─── Passage to read ───

Los Angeles, California - Thousands of Kaiser Permanente nurses and health care professionals are returning to work in California and Hawaii on Tuesday after a four-week strike.
"Over the past 48 hours, significant movement at the bargaining table prompted union leaders to send the employer a notice of unconditional return to work," the United Nurses Associations of California/Union of Health Care Professionals said in a statement.
"According to the union, returning members to their patients and their livelihoods is the clearest path to securing a final agreement and building on the progress achieved during the strike."
On January 26, around 31,000 employees walked out at two dozen Kaiser Permanente hospitals and hundreds of clinics across California and Hawaii, demanding fair wages and safe staffing levels.
Last October, more than 75,000 nurses and health care workers went on strike at Kaiser facilities in several states over stalled contract negotiations.

─── Records supplied ───

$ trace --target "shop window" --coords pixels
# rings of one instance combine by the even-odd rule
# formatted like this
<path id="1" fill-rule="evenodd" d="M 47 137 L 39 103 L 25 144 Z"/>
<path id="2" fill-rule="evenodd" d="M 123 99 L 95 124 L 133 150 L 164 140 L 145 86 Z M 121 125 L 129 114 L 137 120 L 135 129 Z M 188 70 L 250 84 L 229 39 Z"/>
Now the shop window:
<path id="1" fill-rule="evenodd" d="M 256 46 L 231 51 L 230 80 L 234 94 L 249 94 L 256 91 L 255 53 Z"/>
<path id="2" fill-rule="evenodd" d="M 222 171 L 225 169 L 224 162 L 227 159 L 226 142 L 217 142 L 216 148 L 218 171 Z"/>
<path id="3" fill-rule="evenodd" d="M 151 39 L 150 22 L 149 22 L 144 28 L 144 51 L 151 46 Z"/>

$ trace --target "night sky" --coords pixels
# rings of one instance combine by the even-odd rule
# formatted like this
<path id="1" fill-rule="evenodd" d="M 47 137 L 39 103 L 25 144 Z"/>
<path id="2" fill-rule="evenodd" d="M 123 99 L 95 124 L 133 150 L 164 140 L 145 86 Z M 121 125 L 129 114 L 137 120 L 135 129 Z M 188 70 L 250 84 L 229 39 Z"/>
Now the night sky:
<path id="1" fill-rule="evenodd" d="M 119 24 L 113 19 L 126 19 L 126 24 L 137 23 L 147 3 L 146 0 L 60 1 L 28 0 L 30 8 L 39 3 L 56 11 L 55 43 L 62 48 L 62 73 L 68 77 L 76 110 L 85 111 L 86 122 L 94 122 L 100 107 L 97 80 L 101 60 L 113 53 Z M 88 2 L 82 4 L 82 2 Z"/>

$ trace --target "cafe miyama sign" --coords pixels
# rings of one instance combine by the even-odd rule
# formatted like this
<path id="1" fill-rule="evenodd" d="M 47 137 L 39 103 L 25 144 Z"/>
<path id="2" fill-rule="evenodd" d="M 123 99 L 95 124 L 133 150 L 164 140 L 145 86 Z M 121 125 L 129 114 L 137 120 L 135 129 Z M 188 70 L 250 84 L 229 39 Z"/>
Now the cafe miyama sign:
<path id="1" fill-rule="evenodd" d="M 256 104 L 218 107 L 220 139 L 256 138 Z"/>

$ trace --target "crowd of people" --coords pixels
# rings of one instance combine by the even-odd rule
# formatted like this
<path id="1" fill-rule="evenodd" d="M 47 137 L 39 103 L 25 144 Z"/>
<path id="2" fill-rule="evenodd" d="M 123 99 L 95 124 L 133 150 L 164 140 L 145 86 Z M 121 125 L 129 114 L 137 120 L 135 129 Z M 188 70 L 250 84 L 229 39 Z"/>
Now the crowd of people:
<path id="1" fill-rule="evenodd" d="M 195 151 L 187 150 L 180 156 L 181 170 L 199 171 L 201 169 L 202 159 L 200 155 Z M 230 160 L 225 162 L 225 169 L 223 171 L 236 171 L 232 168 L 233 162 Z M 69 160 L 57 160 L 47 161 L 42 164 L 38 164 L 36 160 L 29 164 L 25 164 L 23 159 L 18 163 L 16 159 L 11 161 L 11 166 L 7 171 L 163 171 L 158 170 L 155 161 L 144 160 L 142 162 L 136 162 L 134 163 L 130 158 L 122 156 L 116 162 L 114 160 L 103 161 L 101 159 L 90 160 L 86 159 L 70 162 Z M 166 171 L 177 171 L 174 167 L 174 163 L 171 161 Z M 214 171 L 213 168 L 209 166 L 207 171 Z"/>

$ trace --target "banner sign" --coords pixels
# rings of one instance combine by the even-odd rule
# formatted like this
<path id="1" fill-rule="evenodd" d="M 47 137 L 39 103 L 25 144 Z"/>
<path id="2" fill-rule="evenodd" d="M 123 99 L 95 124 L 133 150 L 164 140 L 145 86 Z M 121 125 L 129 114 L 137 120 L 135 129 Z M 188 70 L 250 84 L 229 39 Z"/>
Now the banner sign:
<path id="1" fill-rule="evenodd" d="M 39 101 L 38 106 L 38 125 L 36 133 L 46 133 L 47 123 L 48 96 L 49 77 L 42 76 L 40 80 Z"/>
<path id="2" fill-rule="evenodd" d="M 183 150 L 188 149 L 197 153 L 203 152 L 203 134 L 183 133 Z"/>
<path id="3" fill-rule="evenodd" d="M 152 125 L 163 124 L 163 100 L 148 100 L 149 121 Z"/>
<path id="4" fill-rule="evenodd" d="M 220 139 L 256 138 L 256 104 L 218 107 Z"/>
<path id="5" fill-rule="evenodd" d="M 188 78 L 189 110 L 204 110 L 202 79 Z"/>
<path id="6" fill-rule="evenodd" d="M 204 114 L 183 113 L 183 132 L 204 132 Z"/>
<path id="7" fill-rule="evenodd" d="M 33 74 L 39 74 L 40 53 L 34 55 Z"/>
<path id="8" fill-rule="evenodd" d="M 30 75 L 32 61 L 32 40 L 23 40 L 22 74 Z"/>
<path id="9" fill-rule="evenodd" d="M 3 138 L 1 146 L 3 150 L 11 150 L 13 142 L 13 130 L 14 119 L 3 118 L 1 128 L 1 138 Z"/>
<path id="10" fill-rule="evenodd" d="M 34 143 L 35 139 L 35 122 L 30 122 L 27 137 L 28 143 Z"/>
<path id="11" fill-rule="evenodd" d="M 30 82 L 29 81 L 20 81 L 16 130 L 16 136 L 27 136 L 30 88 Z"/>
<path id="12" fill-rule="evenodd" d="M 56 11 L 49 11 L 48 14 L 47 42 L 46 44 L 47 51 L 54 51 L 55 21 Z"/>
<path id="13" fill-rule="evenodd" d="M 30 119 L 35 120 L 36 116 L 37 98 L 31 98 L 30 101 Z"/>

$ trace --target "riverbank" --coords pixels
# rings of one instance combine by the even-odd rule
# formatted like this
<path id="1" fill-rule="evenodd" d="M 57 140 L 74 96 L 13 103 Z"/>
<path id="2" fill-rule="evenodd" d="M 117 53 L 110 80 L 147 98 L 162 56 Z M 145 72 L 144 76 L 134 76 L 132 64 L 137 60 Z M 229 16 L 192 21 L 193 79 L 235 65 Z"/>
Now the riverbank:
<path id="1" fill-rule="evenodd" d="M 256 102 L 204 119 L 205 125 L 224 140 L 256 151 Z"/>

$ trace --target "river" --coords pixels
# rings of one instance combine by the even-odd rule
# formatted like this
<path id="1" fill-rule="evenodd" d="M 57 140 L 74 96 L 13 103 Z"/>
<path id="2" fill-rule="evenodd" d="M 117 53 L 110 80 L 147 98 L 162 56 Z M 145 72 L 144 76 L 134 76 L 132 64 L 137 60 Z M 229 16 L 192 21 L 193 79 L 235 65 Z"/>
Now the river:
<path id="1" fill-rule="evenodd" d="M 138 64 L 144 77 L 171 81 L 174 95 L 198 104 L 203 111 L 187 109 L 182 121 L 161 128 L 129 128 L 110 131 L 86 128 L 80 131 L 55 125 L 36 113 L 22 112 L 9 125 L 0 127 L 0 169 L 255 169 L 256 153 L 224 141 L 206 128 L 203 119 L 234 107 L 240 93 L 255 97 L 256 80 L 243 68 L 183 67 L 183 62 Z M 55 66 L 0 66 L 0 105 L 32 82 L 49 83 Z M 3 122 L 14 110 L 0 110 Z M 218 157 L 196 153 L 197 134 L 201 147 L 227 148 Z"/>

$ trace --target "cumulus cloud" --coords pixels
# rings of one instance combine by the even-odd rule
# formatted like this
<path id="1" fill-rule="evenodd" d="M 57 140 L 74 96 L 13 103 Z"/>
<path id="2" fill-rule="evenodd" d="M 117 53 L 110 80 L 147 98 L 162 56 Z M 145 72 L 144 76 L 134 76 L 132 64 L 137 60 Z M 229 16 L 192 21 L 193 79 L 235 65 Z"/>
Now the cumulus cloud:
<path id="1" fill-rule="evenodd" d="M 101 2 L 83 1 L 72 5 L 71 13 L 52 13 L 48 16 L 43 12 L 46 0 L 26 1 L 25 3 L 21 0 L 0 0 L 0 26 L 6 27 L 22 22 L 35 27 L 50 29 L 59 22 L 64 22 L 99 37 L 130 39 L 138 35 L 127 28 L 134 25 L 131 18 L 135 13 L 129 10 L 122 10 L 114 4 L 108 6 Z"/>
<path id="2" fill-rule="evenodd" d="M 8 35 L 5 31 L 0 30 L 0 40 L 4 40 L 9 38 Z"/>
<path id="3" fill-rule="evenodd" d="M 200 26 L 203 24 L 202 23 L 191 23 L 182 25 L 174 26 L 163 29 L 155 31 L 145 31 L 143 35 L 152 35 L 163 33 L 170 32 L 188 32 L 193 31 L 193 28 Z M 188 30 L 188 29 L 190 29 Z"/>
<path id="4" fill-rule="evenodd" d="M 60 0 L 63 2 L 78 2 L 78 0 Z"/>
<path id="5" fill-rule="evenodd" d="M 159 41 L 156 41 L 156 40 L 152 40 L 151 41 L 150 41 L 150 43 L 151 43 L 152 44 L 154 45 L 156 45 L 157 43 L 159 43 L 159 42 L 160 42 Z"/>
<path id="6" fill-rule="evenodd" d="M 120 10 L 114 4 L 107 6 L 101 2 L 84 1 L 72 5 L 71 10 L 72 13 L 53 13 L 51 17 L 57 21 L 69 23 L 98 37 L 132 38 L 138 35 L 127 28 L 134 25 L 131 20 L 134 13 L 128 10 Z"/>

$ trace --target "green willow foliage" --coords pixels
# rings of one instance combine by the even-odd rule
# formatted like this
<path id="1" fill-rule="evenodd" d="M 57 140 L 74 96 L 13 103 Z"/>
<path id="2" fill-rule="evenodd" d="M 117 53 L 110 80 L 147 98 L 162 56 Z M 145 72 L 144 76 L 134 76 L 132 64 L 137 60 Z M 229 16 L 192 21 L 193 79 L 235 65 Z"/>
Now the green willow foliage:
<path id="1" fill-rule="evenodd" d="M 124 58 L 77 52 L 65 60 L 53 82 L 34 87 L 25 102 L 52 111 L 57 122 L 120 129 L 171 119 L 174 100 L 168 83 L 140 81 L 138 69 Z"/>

───

- [Task goal] Continue the news report on the Kaiser Permanente strike, picking up after its final sentence.

- [Response to this exercise]
UNAC/UHCP had been bargaining with Kaiser since May. In December, company management left the bargaining table, prompting the union to file an unfair labor practice charge with the National Labor Relations Board.
According to the Associated Press, the health care professionals had been asking for a 25% wage increase over four years. The company instead offered a 21.5% increase over the same time period.
Kaiser spokesperson Kathleen Campini Chambers said union leadership had now accepted that lower offer.
UNAC/UHCP described the latest labor action as the "largest open-ended strike of registered nurses and health care professionals in United States history."